--- start of Records for the exercise ---
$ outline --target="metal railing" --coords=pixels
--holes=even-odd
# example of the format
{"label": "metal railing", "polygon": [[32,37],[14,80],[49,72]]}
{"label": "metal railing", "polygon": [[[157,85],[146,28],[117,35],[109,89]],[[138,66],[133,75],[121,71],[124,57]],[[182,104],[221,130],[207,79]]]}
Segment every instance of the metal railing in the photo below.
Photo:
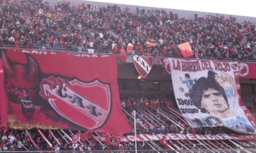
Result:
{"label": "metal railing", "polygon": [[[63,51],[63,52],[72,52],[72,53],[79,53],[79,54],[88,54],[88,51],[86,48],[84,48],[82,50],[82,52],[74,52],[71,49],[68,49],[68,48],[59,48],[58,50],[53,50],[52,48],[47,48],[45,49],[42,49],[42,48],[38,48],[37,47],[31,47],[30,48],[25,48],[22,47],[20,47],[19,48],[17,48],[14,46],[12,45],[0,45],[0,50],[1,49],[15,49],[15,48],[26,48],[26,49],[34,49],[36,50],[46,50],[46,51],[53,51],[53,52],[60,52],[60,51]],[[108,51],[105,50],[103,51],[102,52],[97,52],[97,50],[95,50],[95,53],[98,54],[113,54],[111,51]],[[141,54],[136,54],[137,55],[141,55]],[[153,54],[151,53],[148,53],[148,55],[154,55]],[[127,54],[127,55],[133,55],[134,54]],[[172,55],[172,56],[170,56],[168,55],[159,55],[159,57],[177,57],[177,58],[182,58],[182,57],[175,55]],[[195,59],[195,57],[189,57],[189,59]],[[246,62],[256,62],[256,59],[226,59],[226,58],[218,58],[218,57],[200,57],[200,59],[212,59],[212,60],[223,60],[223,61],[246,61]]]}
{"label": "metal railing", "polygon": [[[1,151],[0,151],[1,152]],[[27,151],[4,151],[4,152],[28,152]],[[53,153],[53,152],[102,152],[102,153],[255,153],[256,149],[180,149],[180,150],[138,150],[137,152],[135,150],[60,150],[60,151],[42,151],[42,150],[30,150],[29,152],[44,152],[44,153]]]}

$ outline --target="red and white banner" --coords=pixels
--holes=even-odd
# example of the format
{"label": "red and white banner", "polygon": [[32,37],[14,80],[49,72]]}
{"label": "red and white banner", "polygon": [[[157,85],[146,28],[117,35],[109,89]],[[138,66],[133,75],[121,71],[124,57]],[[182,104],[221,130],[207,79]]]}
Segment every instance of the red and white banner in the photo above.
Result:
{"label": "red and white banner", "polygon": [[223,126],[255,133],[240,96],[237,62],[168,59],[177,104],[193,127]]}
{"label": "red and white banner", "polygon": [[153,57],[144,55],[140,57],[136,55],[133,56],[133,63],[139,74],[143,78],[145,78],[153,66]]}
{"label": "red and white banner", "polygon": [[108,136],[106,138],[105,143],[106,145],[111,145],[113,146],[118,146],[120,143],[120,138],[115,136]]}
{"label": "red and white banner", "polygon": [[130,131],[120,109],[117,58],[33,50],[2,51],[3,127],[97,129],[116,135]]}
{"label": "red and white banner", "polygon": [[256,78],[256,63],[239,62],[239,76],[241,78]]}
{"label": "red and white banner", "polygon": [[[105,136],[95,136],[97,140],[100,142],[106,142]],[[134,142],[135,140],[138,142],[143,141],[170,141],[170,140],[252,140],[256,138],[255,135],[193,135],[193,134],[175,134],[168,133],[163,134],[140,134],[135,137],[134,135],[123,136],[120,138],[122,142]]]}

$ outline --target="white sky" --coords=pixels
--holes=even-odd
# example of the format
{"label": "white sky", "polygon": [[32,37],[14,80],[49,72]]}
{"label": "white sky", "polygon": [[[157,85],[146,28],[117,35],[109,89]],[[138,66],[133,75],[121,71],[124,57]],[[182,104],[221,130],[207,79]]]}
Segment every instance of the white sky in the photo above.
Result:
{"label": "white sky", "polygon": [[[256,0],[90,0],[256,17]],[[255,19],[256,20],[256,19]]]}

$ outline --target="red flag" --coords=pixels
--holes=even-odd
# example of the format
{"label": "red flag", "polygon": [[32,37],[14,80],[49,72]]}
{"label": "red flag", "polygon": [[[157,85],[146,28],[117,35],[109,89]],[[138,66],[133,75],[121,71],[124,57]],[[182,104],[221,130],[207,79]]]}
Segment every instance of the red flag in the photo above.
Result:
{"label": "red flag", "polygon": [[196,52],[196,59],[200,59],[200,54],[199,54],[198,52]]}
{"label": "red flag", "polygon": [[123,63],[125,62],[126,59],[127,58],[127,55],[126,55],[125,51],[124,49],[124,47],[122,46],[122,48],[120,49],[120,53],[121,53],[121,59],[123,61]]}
--- end of Records for the exercise ---
Task instructions: Please return every line above that contains the string "instance", copying each one in full.

Response to this task:
Segment every instance of the metal railing in the photo below.
Segment every instance of the red and white banner in the photo above.
Segment every instance of the white sky in the photo above.
Segment every instance of the red flag in the photo above.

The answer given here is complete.